Raw records >>
........
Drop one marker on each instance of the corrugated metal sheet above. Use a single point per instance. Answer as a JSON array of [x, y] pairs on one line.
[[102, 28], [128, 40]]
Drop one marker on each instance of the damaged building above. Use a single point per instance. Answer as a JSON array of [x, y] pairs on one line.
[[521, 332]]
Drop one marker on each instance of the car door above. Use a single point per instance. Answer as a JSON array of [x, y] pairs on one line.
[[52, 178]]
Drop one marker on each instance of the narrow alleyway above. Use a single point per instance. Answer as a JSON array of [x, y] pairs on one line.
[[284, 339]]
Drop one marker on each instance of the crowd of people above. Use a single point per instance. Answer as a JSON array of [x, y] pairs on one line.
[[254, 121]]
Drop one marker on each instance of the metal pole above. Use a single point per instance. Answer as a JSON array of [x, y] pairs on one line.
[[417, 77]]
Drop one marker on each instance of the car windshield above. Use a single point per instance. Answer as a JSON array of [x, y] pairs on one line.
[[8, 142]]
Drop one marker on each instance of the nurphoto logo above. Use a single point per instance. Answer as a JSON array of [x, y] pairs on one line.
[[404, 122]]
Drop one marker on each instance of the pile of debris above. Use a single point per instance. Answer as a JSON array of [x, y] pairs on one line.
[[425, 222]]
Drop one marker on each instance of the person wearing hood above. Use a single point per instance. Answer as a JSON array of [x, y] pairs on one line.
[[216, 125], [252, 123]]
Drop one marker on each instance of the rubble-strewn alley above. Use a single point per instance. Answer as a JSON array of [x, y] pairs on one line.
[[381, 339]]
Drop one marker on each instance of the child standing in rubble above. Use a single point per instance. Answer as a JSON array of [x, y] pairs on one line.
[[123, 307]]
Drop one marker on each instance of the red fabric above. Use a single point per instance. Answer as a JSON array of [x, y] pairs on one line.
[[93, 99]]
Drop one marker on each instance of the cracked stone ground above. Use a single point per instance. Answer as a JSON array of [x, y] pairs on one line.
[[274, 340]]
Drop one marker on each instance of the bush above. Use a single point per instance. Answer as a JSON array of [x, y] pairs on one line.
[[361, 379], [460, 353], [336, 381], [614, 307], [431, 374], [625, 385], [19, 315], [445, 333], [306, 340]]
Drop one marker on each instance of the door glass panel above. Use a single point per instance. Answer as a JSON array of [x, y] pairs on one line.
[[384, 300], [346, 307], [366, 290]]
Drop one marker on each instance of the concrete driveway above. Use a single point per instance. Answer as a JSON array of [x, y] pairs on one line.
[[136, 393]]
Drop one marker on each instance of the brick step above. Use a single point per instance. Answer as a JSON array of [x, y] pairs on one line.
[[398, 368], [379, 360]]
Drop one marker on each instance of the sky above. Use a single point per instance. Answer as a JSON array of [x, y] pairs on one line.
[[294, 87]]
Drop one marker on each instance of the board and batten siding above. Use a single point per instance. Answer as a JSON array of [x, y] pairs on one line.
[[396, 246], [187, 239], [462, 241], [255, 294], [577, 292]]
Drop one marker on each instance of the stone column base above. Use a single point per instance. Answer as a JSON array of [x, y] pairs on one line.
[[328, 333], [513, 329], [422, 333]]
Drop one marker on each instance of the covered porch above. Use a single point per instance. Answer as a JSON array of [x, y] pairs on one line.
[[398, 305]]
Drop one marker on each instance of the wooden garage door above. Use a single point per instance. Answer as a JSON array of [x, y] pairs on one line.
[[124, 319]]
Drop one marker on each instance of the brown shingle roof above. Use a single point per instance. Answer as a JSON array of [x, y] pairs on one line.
........
TO DO >> Print every line of the records above without changing anything.

PROBLEM SOLUTION >>
Drop one marker on each instance of the corrugated metal sheet above. Use a single point per instance. Answer as a JSON array of [x, y] pairs on one line.
[[102, 28], [128, 40]]
Drop one marker on each instance of the damaged building above. Use a single point per instance. Answer as a JSON array of [x, y] pairs on one line.
[[521, 332]]
Drop one marker on each instance of the car door above. Use a single point per instance. Answer as a JSON array of [x, y] pairs on one line.
[[52, 178]]
Drop one marker on each instance of the narrow alleyway above. Use a single point per instance. Answer as a JSON array of [x, y] pairs on one line.
[[284, 339]]
Drop one marker on each instance of the crowd of people above. Use a single point per instance. Answer as a JSON array of [x, y] pairs on one line.
[[254, 121]]
Drop one marker on each instance of the metal pole above. Use a single point per instance. Answer as a JSON array of [x, y] pairs on one line.
[[417, 77]]
Drop one marker on each instance of the car windshield above. Use a single point per instance. Answer as a JSON array of [x, y] pairs on one line.
[[8, 142]]
Drop one marker on each instance of the nurphoto logo above. Use a single point per instance. Answer as a JSON array of [x, y] pairs on one line.
[[404, 122]]
Drop one marker on each instance of the pile of debris above. Use a single point per instance. Answer as a JSON array of [x, y] pairs on one line.
[[425, 222]]
Drop one marker on each instance of the person wearing hood above. Use a single point per instance. Answer as a JSON array of [x, y] pairs on one line.
[[216, 125], [252, 123]]
Drop one marker on each instance of the rubble-strewn alley above. Use a single point per instance. Answer as a JSON array of [x, y] pairs on one line.
[[381, 339]]
Drop one marker on each instance of the child standing in rubble above. Use a single point per instance. Answer as a JSON array of [x, y] pairs on one line.
[[123, 307]]
Drop one marker on each instance of the red fabric above. Use a single point per instance. Answer as a JSON array of [x, y] pairs on one line.
[[93, 99]]
Drop one marker on each instance of the cracked stone ground above. Use a single point per instance. Answer as a JSON array of [x, y] pairs on one line.
[[274, 340]]
Drop one marker on each instance of the bush above. Use a single point per instance. Answer as a JSON array of [x, y] pairs on one line.
[[361, 379], [460, 353], [336, 381], [614, 307], [431, 374], [625, 385], [19, 315], [445, 333], [306, 340]]
Drop one marker on each instance of the door glass panel above. Use a single point per instance. Answer as a JSON array of [x, y] pairs on one line.
[[384, 300], [346, 307], [366, 290]]
Drop one marker on each instance of the concrete driveway above. Use a single point per instance. Answer as a JSON array of [x, y] pairs on one line.
[[136, 393]]
Drop one marker on each instance of the brick step above. Use a single point per instance. Answer as a JSON array of [x, y] pairs on one line.
[[398, 368], [379, 360]]
Drop one marker on each instance of the sky above. Use a single point per instance. Answer as a JSON array of [x, y] pairs on one line.
[[294, 87]]
Drop one marker on each instance of the board and batten siding above. Use a single point per instance. Answer as a JSON array of [x, y] pairs on one line.
[[396, 246], [187, 239], [462, 241], [255, 294], [577, 292]]
Drop one marker on each instance of the stone column base above. Use a single point per instance. Answer as a JSON array of [x, y] pairs on one line.
[[328, 333], [513, 329], [422, 333]]
Drop one marker on each instance of the covered porch above. Use a single point per instance. Answer as a JSON array of [x, y] pairs on one line.
[[398, 305]]
Drop one marker on each instance of the wooden garage door above. Use a single point per instance. Answer as a JSON array of [x, y] pairs on one line.
[[124, 319]]
Drop one marker on each instance of the brown shingle roof above. Use a single point per instance. Answer as a JSON array of [x, y] pairs on one line.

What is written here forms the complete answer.